** Written problem **
Reproduce the rows below word for word, starting at their first line and ending at the line that contains "left=0, top=0, right=150, bottom=100", with both ends included. Leave the pictures out of your copy.

** Materials provided **
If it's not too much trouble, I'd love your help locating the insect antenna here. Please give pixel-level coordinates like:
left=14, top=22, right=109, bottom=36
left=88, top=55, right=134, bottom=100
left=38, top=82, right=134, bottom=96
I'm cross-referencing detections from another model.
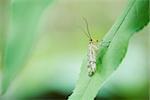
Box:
left=82, top=17, right=92, bottom=40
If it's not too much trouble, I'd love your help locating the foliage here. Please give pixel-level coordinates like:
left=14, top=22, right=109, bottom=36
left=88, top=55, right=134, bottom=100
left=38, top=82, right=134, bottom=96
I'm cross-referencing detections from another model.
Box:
left=69, top=0, right=149, bottom=100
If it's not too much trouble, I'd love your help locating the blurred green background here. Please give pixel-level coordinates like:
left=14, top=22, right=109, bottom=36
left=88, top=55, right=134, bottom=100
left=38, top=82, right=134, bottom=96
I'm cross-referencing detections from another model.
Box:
left=0, top=0, right=150, bottom=100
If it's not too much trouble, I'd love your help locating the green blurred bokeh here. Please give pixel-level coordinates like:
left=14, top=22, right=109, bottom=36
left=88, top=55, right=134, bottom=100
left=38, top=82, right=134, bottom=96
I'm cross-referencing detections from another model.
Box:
left=0, top=0, right=149, bottom=99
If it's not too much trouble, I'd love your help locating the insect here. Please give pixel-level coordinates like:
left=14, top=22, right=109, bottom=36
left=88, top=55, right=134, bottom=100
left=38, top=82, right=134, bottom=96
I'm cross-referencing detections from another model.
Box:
left=83, top=18, right=98, bottom=77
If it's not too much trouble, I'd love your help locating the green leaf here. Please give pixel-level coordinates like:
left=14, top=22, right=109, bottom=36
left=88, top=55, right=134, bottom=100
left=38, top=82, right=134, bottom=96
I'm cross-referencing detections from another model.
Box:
left=2, top=0, right=52, bottom=92
left=0, top=0, right=9, bottom=69
left=69, top=0, right=149, bottom=100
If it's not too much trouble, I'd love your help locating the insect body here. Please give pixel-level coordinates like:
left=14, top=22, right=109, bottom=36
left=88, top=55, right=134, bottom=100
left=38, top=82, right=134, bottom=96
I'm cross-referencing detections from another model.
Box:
left=83, top=18, right=98, bottom=76
left=87, top=40, right=98, bottom=76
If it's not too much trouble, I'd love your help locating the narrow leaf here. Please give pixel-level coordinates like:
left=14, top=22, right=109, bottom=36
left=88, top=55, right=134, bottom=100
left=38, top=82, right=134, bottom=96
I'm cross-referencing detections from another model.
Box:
left=69, top=0, right=149, bottom=100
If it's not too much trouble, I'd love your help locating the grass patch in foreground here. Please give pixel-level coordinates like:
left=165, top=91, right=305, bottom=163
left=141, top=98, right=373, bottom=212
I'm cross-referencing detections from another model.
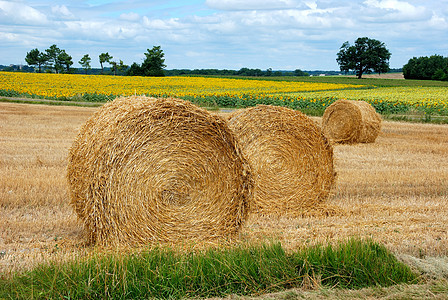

** Finished exercise **
If it's not too much trouble, I'd love your help locating the insect antenna here. Please give pixel-level coordinates like:
left=14, top=22, right=109, bottom=36
left=88, top=55, right=134, bottom=100
left=38, top=82, right=134, bottom=96
I'm cross-referencing detections from another model.
Box:
left=82, top=17, right=92, bottom=40
If it's not too much trouble, I'd love your help locating the foliage here. Please give pixel-level coordinates like:
left=14, top=22, right=109, bottom=36
left=88, top=55, right=134, bottom=100
left=38, top=82, right=134, bottom=96
I'm cross-referencing detections from another model.
Box:
left=69, top=0, right=149, bottom=100
If it's not too much trouble, I'd love your help locating the blurred green background here. Please give pixel-level coordinates like:
left=14, top=22, right=109, bottom=36
left=88, top=55, right=134, bottom=100
left=38, top=82, right=134, bottom=96
I'm cross-referencing detections from another model.
Box:
left=0, top=0, right=150, bottom=100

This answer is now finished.